Work to be completed.
Please write out every line of the items below without changing a single character.
──────── Records for the task ────────
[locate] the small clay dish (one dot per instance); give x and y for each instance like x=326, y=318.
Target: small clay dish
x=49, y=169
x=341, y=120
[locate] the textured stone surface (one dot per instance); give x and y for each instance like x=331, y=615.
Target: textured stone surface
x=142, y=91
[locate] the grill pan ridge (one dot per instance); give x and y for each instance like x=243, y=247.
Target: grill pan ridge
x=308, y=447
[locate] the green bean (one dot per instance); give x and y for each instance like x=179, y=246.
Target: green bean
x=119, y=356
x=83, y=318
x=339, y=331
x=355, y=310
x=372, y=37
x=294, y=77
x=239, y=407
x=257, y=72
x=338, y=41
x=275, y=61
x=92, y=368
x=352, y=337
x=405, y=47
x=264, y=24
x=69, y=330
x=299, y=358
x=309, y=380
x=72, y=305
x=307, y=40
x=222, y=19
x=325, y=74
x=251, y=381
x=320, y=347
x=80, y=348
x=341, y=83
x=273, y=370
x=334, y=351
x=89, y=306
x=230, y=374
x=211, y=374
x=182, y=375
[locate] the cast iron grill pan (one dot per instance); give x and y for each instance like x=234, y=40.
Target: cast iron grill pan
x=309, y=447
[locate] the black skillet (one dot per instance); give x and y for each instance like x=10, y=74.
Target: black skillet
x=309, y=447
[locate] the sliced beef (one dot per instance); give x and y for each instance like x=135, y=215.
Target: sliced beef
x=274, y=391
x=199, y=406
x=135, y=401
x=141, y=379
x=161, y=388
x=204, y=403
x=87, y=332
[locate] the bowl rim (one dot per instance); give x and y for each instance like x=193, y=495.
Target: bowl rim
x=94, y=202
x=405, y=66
────────
Correct output.
[locate] the small clay dish (one dot per instance); give x and y for each instance like x=326, y=318.
Target: small clay dish
x=49, y=169
x=341, y=120
[locate] the textured stone surface (one dot per instance); give x and y for each instance like x=331, y=615.
Target: textured stone surface
x=142, y=91
[locate] the grill pan ridge (one dot per instance); give x and y for each instance like x=243, y=247.
Target: grill pan ridge
x=308, y=447
[locate] the green bean (one dot per instance); give x and y for each instance like x=179, y=246.
Target: green bean
x=119, y=356
x=83, y=318
x=339, y=331
x=355, y=310
x=372, y=37
x=294, y=77
x=239, y=407
x=257, y=72
x=338, y=41
x=275, y=61
x=92, y=368
x=352, y=337
x=405, y=47
x=264, y=24
x=69, y=330
x=299, y=358
x=309, y=380
x=72, y=305
x=307, y=40
x=222, y=19
x=325, y=74
x=251, y=381
x=320, y=347
x=80, y=348
x=341, y=83
x=273, y=370
x=334, y=351
x=89, y=306
x=230, y=374
x=211, y=374
x=182, y=375
[locate] the cast iron grill pan (one dot per instance); give x and y for each instance like x=234, y=40.
Target: cast iron grill pan
x=309, y=447
[locate] the black skillet (one dot per instance); give x and y for each instance like x=10, y=74.
Target: black skillet
x=309, y=447
[locate] the sliced beef (one dot per instance); give x and y for each instance like x=135, y=215.
Target: sliced beef
x=274, y=391
x=199, y=406
x=135, y=401
x=141, y=379
x=161, y=388
x=204, y=403
x=87, y=332
[locate] the bowl rim (one dot per instance); give x and y for each instance like x=193, y=495.
Target: bowl rim
x=94, y=202
x=405, y=66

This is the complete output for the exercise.